AUFGABENSTELLUNG A.
Überarbeite im Text über den Wein aus dem Piemont den Abschnitt von „Barolo ist nicht“ bis einschließlich „mit moderater Säure.“ und setze dabei „Österreich“ an die Stelle von „Deutschland“.
AUFGABENSTELLUNG B.
Stimmen die folgenden Aussagen mit dem Text über den Wein aus dem Piemont überein? Antworte jeweils mit Ja oder Nein und zitiere die entscheidenden Worte des Textes wörtlich: (i) Vor 40 Jahren waren die Trüffeln aus Alba schon sehr gefragt. (ii) Gavi wird aus Cortese-Trauben gemacht. (iii) Arneis kommt aus dem Roero-Gebiet.
AUFGABENSTELLUNG C.
Führe den Text über den Wein aus dem Piemont im Anschluss an seinen letzten Satz fort.

TEXTAUSZUG.
|---|

Barolo ist nicht alles, sagt der Weinreisende Herbert Heil

Hintergrund und  Meinung einer erfahrenen Weinnase

Am Anfang steht die gut erzählte Weingeschichte: Vor 40 Jahren war Piemont noch eine verschlafene, bäuerlich geprägte Bergregion. Selbst die heute so begehrten Trüffeln aus Alba interessierten damals kaum jemanden. Die süßen Asti Spumante und Moscato d’Asti waren die ersten Exportschlager, die Weinliebhaber im ganzen Land und vor allem auch in Deutschland begeisterten.
Nach der süßen Welle schwappten die trockenen Weißweine über die Grenzen. Gavi hießen sie, benannt nach dem Ort im Südost-Piemont aus Cortese-Trauben, später dann auch Arneis aus dem Roero-Gebiet, trockenfruchtige Tropfen mit moderater Säure.

|---|

ROHDATEN.
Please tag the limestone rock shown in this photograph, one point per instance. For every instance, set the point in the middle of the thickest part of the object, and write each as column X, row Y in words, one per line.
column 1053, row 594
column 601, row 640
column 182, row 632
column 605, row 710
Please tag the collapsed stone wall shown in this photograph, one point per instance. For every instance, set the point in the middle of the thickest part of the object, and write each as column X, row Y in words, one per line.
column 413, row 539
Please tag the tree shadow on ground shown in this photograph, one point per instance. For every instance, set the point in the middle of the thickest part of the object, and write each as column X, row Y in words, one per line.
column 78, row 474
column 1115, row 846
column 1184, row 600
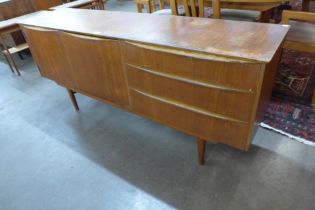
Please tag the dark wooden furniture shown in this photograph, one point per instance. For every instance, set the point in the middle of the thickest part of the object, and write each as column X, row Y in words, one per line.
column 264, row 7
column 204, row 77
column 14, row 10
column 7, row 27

|---|

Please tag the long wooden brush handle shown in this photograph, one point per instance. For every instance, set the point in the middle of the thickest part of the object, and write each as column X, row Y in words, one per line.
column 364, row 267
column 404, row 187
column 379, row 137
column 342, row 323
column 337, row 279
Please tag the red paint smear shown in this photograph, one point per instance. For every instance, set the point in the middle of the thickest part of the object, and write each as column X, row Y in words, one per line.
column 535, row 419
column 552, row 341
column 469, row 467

|---|

ÜBUNGSERGEBNIS A.
Barolo ist nicht alles, sagt der Weinreisende Herbert Heil

Hintergrund und  Meinung einer erfahrenen Weinnase

Am Anfang steht die gut erzählte Weingeschichte: Vor 40 Jahren war Piemont noch eine verschlafene, bäuerlich geprägte Bergregion. Selbst die heute so begehrten Trüffeln aus Alba interessierten damals kaum jemanden. Die süßen Asti Spumante und Moscato d’Asti waren die ersten Exportschlager, die Weinliebhaber im ganzen Land und vor allem auch in Österreich begeisterten.
Nach der süßen Welle schwappten die trockenen Weißweine über die Grenzen. Gavi hießen sie, benannt nach dem Ort im Südost-Piemont aus Cortese-Trauben, später dann auch Arneis aus dem Roero-Gebiet, trockenfruchtige Tropfen mit moderater Säure.

ÜBUNGSERGEBNIS B.
(i) Nein: „Selbst die heute so begehrten Trüffeln aus Alba interessierten damals kaum jemanden.“
(ii) Ja: „Gavi hießen sie, benannt nach dem Ort im Südost-Piemont aus Cortese-Trauben“
(iii) Ja: „Arneis aus dem Roero-Gebiet“

ÜBUNGSERGEBNIS C.
Ja, lang ist’s her. Barolo heißt heute das Zauberwort. Der mächtige Rotwein aus der Nebbiolo-Traube, die zu den cepage nobles, den edlen Rebsorten gehört (ebenso wie Pinot Noir, Cabernet Sauvignon, Merlot) ist längst zur Weinikone geworden. Elf Ortschaften dürfen laut Gesetz ihren Nebbiolo als Barolo vermarkten. Barolo und sein „kleiner Bruder“ Barbaresco sind heute weltbekannt und weltweit gefragt, Spitzenbetriebe in der Regel ausverkauft. Das war nicht immer so, denn noch in den 1970er-Jahren waren die meisten Weinbauern nur Traubenerzeuger. Zudem war Barolo insgesamt nicht sehr gefragt. Häufig wurde bei einer Bestellung von zehn Kisten Dolcetto eine Kiste Barolo kostenlos hinzugegeben. Heutzutage undenkbar! Bezüglich Anbaufläche belegt das Piemont 55 000 Hektar in Italien zwar nur den 6. Platz, bezüglich Renommee steht es aber mit der Toskana in Italien an der Spitze.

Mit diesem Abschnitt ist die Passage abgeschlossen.